According to the passage on Alinsky's rules and the oil sands, in what year did Stewart Muir found Resource Works?
Top of PASSAGE PROVIDED
Recognize anything? Of course you do. The rules provide a flexible logic that in the past five decades has proved durable for all kinds of different radical actions. Designed for socialism, they were quickly taken up by environmental radicals too. When you take this list and parse all of the actions taken to thwart oil sands success you’ll see multiple Alinsky rules threaded throughout.
Those employing these rules through pressure tactics have enjoyed outsized success, thwarting probably hundreds of billions of dollars in lost opportunity for Canada while doing precisely nothing toward the claimed goal of global environmental protection. Pressure groups opposing the oil sands have so thoroughly internalized Alinsky-think, it’s probably second nature by now.
I’ll bet if you were in the habit of applying an “Alinsky test” to the various oppositional manifestations, you’d see that two or three of these rules at a minimum are always at their heart. We should understand this as a classic underdog approach. The emerging difference is that today, the oil sands have become the underdog, even though they are on the right side of history. And there is hope – in ways that Alinksy himself would have to acknowledge.
Understanding this arcane set of rules is the first step to seeing how conditions can be shaped by deliberate strategy. The next step is to consider what inspiration they might offer in developing better outcomes.
As the pandemic grinds on, 2021 will be a moment of opportunity for us to start being inspired by the success that is possible by embracing winning principles that promise, for a change, to advance rather than undermine the national interest. An improving, beneficial, high-value resource is, at a time of global uncertainty, well worth fighting for. Looking ahead, we will be asking how to empower the coming reset, knowing that it is one driven by realistic innovation in a direction that is good for people and for the environment.
To borrow a line made famous by British Columbia’s chief health officer Bonnie Henry, the immediate future offers Canada’s emboldened energy people the chance to be kind, calm, safe – and empowered to succeed.
Stewart Muir is a Canadian journalist, historian and advocate for responsible natural resource development. He founded Vancouver-based Resource Works in 2014.
Bottom of PASSAGE PROVIDED
Top of GIVEN RECORDS
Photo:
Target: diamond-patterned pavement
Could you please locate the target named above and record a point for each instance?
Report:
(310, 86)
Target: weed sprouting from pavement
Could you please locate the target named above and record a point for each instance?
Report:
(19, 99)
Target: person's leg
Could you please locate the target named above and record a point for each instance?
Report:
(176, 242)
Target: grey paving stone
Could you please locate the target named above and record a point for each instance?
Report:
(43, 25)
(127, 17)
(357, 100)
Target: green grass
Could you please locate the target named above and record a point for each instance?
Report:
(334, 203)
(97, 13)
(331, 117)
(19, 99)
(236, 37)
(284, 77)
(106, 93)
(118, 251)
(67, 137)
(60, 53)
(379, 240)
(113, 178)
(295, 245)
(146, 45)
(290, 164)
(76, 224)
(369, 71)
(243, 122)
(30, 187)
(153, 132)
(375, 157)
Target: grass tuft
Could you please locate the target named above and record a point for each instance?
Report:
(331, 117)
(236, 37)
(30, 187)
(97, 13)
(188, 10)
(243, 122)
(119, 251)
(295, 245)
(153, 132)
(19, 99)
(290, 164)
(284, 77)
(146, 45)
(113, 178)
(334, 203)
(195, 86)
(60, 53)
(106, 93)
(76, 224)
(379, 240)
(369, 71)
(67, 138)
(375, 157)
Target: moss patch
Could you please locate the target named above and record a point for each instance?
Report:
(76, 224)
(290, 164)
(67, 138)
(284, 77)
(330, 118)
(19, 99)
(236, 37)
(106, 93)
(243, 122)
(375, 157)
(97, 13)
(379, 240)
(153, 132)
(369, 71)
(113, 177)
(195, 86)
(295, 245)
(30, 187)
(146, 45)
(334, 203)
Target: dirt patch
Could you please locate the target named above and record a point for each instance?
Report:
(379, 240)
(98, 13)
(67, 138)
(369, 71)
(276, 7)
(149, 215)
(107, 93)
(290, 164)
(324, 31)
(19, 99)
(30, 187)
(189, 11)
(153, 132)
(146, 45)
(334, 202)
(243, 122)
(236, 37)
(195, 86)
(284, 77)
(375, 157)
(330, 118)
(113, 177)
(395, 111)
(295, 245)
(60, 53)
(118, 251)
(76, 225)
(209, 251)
Bottom of GIVEN RECORDS
**EXERCISE OUTPUT:** 2014